> [Task statement] What you return must match the material exactly, with every line present.

> [Available data]
-------
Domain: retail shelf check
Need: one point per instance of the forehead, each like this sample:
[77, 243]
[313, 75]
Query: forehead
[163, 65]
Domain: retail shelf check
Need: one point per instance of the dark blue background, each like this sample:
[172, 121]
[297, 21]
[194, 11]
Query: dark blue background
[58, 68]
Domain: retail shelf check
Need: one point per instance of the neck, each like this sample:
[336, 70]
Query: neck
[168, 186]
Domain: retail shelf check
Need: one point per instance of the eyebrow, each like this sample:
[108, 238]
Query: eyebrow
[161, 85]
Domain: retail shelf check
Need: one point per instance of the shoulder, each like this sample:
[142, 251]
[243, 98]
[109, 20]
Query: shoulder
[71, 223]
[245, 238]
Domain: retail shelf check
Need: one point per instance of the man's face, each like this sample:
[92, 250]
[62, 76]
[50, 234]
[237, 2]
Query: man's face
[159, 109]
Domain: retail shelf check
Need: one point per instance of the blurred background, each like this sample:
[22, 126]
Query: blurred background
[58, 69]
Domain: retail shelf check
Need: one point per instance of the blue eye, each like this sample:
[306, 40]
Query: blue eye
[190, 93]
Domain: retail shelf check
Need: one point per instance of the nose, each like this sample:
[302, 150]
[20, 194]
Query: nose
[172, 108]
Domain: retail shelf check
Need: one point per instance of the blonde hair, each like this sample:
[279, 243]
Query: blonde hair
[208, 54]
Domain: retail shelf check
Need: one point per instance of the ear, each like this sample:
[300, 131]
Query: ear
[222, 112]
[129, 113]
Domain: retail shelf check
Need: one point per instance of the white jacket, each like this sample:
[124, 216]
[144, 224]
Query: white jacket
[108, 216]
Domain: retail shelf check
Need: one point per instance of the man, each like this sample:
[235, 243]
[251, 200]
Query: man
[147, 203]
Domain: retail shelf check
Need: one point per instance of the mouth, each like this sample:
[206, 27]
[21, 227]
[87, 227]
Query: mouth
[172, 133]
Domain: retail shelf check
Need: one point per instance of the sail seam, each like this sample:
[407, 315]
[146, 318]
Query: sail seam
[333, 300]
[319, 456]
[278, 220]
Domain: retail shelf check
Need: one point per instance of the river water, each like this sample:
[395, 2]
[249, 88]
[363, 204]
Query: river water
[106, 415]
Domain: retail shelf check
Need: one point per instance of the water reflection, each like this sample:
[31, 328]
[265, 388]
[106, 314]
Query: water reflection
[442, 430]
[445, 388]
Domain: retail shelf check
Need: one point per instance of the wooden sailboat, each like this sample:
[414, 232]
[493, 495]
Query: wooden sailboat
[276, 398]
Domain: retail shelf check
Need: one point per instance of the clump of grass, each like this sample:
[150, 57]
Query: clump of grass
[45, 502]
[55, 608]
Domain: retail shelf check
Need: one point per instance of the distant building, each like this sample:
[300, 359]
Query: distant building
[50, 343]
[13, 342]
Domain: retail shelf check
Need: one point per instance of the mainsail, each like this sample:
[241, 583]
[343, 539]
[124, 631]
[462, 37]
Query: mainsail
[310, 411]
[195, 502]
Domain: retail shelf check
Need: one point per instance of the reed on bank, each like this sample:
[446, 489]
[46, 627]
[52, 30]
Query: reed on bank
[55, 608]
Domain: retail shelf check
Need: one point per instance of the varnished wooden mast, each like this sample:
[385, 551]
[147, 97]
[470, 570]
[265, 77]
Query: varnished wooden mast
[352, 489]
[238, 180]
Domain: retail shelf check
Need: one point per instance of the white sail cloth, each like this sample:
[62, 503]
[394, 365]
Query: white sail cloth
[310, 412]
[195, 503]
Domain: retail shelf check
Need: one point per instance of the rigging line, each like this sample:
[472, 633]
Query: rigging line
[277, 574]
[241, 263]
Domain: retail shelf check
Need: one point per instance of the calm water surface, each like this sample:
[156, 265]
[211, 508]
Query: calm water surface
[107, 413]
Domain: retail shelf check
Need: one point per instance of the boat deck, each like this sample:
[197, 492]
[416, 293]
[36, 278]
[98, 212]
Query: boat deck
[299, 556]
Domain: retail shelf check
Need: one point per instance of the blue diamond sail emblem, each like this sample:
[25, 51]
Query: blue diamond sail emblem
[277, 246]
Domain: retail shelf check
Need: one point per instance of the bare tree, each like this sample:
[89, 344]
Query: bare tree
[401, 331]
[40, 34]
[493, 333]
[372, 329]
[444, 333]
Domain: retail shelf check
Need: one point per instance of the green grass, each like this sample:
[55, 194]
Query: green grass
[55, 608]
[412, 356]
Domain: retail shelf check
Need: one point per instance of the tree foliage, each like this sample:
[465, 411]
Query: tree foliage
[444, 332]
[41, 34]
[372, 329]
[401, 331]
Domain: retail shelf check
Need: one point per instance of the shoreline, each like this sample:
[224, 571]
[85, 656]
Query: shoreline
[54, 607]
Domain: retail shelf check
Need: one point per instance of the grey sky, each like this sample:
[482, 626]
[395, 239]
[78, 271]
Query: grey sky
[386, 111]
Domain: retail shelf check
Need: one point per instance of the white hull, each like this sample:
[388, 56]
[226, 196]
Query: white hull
-------
> [Response box]
Domain: retail shelf check
Need: one point per instance of the forehead, each like this sample:
[77, 243]
[313, 75]
Query: forehead
[163, 65]
Domain: retail shelf check
Need: one point per instance of the dark blue background, each like this sample:
[172, 121]
[297, 21]
[194, 11]
Query: dark blue background
[58, 68]
Domain: retail shelf check
Need: one point per instance of the neck, each like this sample:
[336, 70]
Query: neck
[168, 186]
Domain: retail shelf check
Need: one point per instance of the eyebrow, each like this sample:
[108, 238]
Query: eyebrow
[161, 85]
Domain: retail shelf check
Need: one point per instance of the shoulder, each like this sample:
[142, 251]
[243, 98]
[109, 20]
Query: shoulder
[71, 223]
[245, 238]
Domain: retail shelf check
Need: one point per instance of the man's face, each like this sample:
[92, 250]
[62, 76]
[50, 234]
[237, 2]
Query: man's face
[159, 109]
Domain: retail shelf check
Need: one point per instance of the blurred background, each like this sample:
[22, 126]
Query: blurred background
[58, 69]
Domain: retail shelf check
Need: one point per instance of the blue eye, each like this sample:
[306, 40]
Query: blue eye
[190, 93]
Domain: retail shelf check
Need: one point per instance of the nose, each like this sample:
[302, 150]
[20, 194]
Query: nose
[172, 108]
Domain: retail shelf check
Need: one point per instance of the blonde hair, each like this sample:
[279, 243]
Query: blonde hair
[208, 54]
Domain: retail shelf check
Need: one point per instance of the ear, each like this sample:
[300, 131]
Query: ear
[222, 112]
[129, 113]
Domain: retail shelf check
Need: one point per instance of the white jacket, each like this sample:
[124, 216]
[144, 224]
Query: white jacket
[108, 216]
Domain: retail shelf check
Need: one point per instance of the man, each like this sample:
[235, 243]
[251, 200]
Query: man
[147, 203]
Domain: retail shelf check
Need: one point per instance of the mouth, each like this sample:
[206, 27]
[21, 227]
[87, 227]
Query: mouth
[172, 133]
Domain: retail shelf check
Need: one point per instance of the sail seam, each like this sample:
[407, 315]
[146, 318]
Query: sail seam
[333, 300]
[319, 456]
[278, 220]
Domain: retail shelf check
Need: one point per instance of the river water, each like this sample:
[395, 2]
[249, 88]
[363, 204]
Query: river water
[106, 415]
Domain: retail shelf check
Need: one point per instance of the water reflection, each like this sample:
[31, 328]
[265, 388]
[106, 314]
Query: water reflection
[442, 430]
[445, 388]
Domain: retail shelf check
Need: one point per instance of the wooden sailboat, each like this sample:
[414, 232]
[493, 495]
Query: wooden sailboat
[276, 398]
Domain: retail shelf check
Need: one point per instance of the clump of grass, each like this sample:
[150, 57]
Query: clump of grass
[45, 502]
[55, 608]
Domain: retail shelf check
Need: one point per instance of the distant building, each like this sample:
[300, 359]
Query: distant building
[50, 343]
[13, 342]
Domain: retail shelf check
Need: one point per instance of the mainsail, each like this sample:
[241, 583]
[343, 539]
[124, 631]
[462, 37]
Query: mainsail
[310, 411]
[195, 502]
Domain: retail shelf check
Need: one point per instance of the reed on bank, each like this sample:
[446, 489]
[46, 627]
[52, 30]
Query: reed on bank
[55, 608]
Domain: retail shelf check
Need: one point per instance of the varnished wooden mast, each like this sample:
[385, 551]
[147, 97]
[470, 570]
[265, 77]
Query: varnished wooden mast
[352, 489]
[238, 180]
Domain: retail shelf check
Need: one point per instance of the white sail cloth, each like this sample:
[62, 503]
[394, 365]
Query: white sail cloth
[310, 412]
[195, 503]
Domain: retail shelf check
Need: one point per instance of the rigging line, each like this sample:
[472, 633]
Query: rigging line
[277, 574]
[241, 263]
Domain: retail shelf check
Need: one point per instance of the calm water surface, each like this sample:
[156, 265]
[211, 508]
Query: calm water surface
[107, 413]
Domain: retail shelf check
Need: one point per instance of the boat deck, each like this sample:
[197, 492]
[416, 293]
[36, 278]
[98, 212]
Query: boat deck
[299, 556]
Domain: retail shelf check
Need: one point per instance of the blue diamond sail emblem, each like this sample:
[25, 51]
Query: blue diamond sail emblem
[277, 246]
Domain: retail shelf check
Need: one point per instance of the bare tree, each like this sample:
[89, 344]
Query: bare tree
[401, 331]
[40, 34]
[493, 333]
[372, 329]
[444, 333]
Domain: retail shelf check
Need: one point per instance of the green grass, each like this sample:
[55, 194]
Query: green grass
[55, 608]
[412, 356]
Domain: retail shelf check
Need: one point per instance of the tree foliage, each like this sample:
[465, 411]
Query: tree foliage
[444, 332]
[41, 34]
[372, 329]
[401, 331]
Domain: retail shelf check
Need: one point per instance of the shoreline, each like this sample:
[224, 571]
[85, 656]
Query: shoreline
[54, 607]
Domain: retail shelf check
Need: one point per instance of the grey sky, each like this sample:
[482, 626]
[395, 239]
[78, 271]
Query: grey sky
[386, 111]
Domain: retail shelf check
Need: one point per instance of the white hull, each like this sample:
[388, 56]
[226, 196]
Query: white hull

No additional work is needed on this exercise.